Convert the data into a numbered list, omitting blank lines. Begin at the first line of the data and stop after the line that contains "[1067,471,1106,494]".

## START Material for this exercise

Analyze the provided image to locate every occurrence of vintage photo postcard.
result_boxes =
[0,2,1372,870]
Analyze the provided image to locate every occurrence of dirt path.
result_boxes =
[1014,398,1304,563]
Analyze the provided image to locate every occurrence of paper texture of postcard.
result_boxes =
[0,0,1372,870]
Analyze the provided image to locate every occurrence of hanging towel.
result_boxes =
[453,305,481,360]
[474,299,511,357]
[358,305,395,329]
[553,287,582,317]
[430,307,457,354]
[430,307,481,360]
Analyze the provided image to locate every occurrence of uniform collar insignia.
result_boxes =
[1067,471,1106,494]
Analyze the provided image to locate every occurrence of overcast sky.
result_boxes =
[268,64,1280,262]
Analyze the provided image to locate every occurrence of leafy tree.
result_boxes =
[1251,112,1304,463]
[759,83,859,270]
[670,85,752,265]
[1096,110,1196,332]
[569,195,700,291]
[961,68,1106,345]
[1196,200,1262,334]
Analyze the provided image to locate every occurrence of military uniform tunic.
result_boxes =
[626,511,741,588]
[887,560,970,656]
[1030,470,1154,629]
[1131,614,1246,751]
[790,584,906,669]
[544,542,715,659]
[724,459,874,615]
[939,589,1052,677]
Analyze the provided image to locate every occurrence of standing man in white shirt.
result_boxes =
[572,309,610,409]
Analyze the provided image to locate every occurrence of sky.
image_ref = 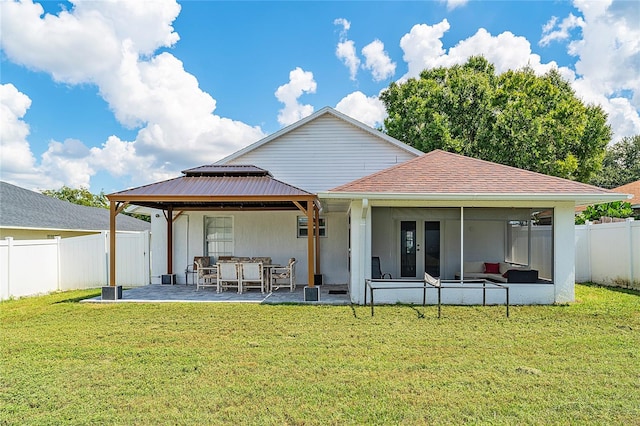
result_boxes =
[0,0,640,194]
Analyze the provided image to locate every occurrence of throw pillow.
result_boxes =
[484,262,500,274]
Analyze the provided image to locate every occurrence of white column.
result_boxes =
[553,203,576,303]
[349,200,371,304]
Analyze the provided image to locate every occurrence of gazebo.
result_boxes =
[108,165,320,300]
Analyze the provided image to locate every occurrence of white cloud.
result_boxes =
[333,18,360,80]
[333,18,351,33]
[0,84,52,189]
[541,1,640,141]
[0,84,35,174]
[336,40,360,80]
[362,40,396,81]
[336,91,387,127]
[440,0,469,10]
[275,67,317,126]
[539,13,584,46]
[400,19,570,81]
[0,0,264,190]
[400,19,450,80]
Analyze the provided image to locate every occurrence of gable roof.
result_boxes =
[612,180,640,208]
[214,106,422,165]
[322,150,622,203]
[107,164,316,210]
[0,182,151,232]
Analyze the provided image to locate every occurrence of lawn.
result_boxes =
[0,285,640,425]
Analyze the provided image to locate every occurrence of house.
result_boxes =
[612,180,640,216]
[0,182,151,240]
[107,108,623,303]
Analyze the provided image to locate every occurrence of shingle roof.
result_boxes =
[0,182,151,231]
[328,150,624,202]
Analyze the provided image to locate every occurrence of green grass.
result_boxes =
[0,285,640,425]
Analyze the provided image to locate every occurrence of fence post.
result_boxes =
[55,235,62,291]
[626,219,635,288]
[5,237,14,299]
[585,220,593,282]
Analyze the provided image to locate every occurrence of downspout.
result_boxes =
[627,219,635,288]
[460,207,464,282]
[109,201,118,287]
[167,205,173,275]
[307,201,315,287]
[527,219,533,268]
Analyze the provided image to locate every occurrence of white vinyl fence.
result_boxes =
[0,231,150,300]
[576,220,640,289]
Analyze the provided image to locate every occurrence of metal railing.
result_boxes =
[364,279,509,318]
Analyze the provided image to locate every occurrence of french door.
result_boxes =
[400,220,441,278]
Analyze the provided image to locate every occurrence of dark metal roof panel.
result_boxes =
[107,176,313,201]
[182,164,271,176]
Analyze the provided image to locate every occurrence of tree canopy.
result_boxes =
[590,135,640,188]
[42,185,109,209]
[42,185,151,222]
[380,56,611,182]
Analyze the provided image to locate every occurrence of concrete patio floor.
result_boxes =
[82,284,351,305]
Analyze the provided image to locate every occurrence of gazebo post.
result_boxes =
[313,203,322,284]
[102,201,122,300]
[304,200,320,302]
[161,204,176,285]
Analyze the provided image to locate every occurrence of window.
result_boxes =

## END Material for this exercise

(Expected answer)
1. Analyze the provided image to locate every occurrence of vintage photo postcard.
2. result_boxes =
3. [0,2,1372,870]
4. Analyze the provided image to locate every occurrence of dirt path.
5. result_boxes =
6. [1014,398,1304,563]
7. Analyze the provided image to locate every occurrence of paper texture of postcard.
8. result_boxes =
9. [0,0,1372,870]
10. Analyze the provided image to locate every occurrence of hanging towel.
11. result_boxes =
12. [453,305,481,360]
13. [474,299,511,357]
14. [358,305,395,329]
15. [553,287,582,317]
16. [430,307,457,354]
17. [430,307,481,360]
18. Analyze the provided image to locate every occurrence of uniform collar insignia.
19. result_boxes =
20. [1067,471,1106,494]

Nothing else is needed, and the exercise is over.